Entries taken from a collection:
#####

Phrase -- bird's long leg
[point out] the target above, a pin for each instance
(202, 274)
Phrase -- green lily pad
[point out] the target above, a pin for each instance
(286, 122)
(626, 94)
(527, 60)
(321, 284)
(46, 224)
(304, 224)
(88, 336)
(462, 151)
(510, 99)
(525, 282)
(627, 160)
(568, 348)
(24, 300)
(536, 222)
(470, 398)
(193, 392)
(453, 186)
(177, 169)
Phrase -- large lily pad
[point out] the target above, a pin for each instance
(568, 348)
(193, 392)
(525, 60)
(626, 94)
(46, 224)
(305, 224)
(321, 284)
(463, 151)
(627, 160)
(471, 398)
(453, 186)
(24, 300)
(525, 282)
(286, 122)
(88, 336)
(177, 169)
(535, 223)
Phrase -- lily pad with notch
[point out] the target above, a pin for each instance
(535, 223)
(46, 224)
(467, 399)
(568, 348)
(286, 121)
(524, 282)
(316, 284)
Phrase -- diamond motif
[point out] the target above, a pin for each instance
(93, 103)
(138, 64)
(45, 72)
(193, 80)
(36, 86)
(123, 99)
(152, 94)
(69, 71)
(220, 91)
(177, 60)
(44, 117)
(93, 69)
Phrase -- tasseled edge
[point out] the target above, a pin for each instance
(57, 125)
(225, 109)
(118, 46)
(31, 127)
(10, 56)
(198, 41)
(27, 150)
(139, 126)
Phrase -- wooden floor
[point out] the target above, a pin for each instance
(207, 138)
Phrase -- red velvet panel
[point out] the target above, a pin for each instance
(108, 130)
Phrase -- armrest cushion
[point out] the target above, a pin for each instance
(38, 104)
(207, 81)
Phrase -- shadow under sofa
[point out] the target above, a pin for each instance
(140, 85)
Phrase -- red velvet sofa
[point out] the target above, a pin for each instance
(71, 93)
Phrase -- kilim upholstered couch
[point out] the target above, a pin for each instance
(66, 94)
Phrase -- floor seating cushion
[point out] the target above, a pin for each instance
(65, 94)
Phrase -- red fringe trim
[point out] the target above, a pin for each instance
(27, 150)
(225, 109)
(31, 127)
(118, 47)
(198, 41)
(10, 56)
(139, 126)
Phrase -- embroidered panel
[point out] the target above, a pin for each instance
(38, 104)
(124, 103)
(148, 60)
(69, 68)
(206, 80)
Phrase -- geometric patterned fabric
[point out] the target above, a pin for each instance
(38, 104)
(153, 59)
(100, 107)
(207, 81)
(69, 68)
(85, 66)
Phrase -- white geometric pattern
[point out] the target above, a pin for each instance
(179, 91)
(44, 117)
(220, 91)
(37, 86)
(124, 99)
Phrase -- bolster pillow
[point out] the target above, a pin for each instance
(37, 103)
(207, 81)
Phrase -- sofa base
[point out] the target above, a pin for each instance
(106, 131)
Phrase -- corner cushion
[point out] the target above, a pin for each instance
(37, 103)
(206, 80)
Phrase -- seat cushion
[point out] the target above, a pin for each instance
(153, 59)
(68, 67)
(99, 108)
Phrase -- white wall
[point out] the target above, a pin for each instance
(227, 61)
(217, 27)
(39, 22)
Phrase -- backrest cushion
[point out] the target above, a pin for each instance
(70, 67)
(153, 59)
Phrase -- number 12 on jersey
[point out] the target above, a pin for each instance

#####

Output the entries exactly. Leave nothing out.

• PROBLEM SOLUTION:
Phrase -- bird's long leg
[point out] the target above, a pin for each instance
(202, 274)
Phrase -- green lily pad
[point out] the target above, a pin for each instance
(286, 122)
(626, 94)
(527, 60)
(321, 284)
(46, 224)
(304, 224)
(88, 336)
(462, 151)
(510, 99)
(525, 282)
(627, 160)
(568, 348)
(24, 300)
(536, 222)
(470, 398)
(193, 392)
(453, 186)
(177, 169)
Phrase -- large lily pad
[point out] the target above, a pin for each instance
(568, 348)
(193, 392)
(525, 60)
(626, 94)
(46, 224)
(305, 224)
(321, 284)
(463, 151)
(627, 160)
(471, 398)
(453, 186)
(24, 300)
(525, 282)
(286, 122)
(88, 336)
(177, 169)
(535, 223)
Phrase -- lily pad with notch
[point out] the target above, a pin for each instance
(535, 223)
(46, 224)
(467, 399)
(568, 348)
(286, 121)
(524, 282)
(316, 284)
Phrase -- diamond motif
[point out] the target above, a pin for each instance
(93, 103)
(138, 64)
(45, 72)
(193, 80)
(36, 86)
(123, 99)
(152, 94)
(69, 71)
(220, 91)
(177, 60)
(44, 117)
(93, 69)
Phrase -- tasseled edge
[point out] the target above, a pin for each instance
(57, 125)
(225, 109)
(118, 46)
(31, 127)
(10, 56)
(198, 41)
(27, 150)
(139, 126)
Phrase -- wooden floor
[point out] the target above, a pin for each instance
(207, 138)
Phrase -- red velvet panel
[point out] the target above, a pin for each instance
(108, 130)
Phrase -- armrest cushion
[point out] the target above, a pin for each instance
(38, 104)
(207, 81)
Phrase -- shadow under sofa
[point out] the target above, a pin for each instance
(140, 85)
Phrase -- red velvet sofa
[point out] the target above, a pin for each instance
(71, 93)
Phrase -- kilim upholstered couch
[point out] the target above, a pin for each instance
(66, 94)
Phrase -- floor seating cushion
[point out] the target above, a pin for each instance
(65, 94)
Phrase -- red fringe trim
[point out] the target above, a pin for each instance
(27, 150)
(225, 109)
(31, 127)
(118, 47)
(198, 41)
(10, 56)
(139, 126)
Phrase -- embroidered panel
[point out] the target above, a pin for each instance
(38, 104)
(124, 103)
(148, 60)
(69, 68)
(206, 80)
Phrase -- geometric patterned fabric
[point out] the target above, a pin for each instance
(38, 104)
(153, 59)
(100, 107)
(207, 81)
(69, 68)
(85, 66)
Phrase -- white geometric pattern
[point out] the target above, a pin for each instance
(179, 91)
(44, 117)
(220, 91)
(37, 86)
(124, 99)
Phrase -- bolster pillow
[point out] the target above, a pin for each instance
(37, 103)
(207, 81)
Phrase -- sofa base
[point out] the target above, a pin for each instance
(106, 131)
Phrase -- corner cushion
[point out] the target above, a pin for each instance
(37, 103)
(206, 80)
Phrase -- seat cushion
[point out] the target above, a pin for each instance
(153, 59)
(68, 67)
(99, 108)
Phrase -- white wall
[point out] the target above, a pin for each instance
(227, 61)
(217, 27)
(39, 22)
Phrase -- backrest cushion
[point out] the target above, a pin for each instance
(70, 67)
(153, 59)
Phrase -- number 12 on jersey
[point out] the target above, a pin for each instance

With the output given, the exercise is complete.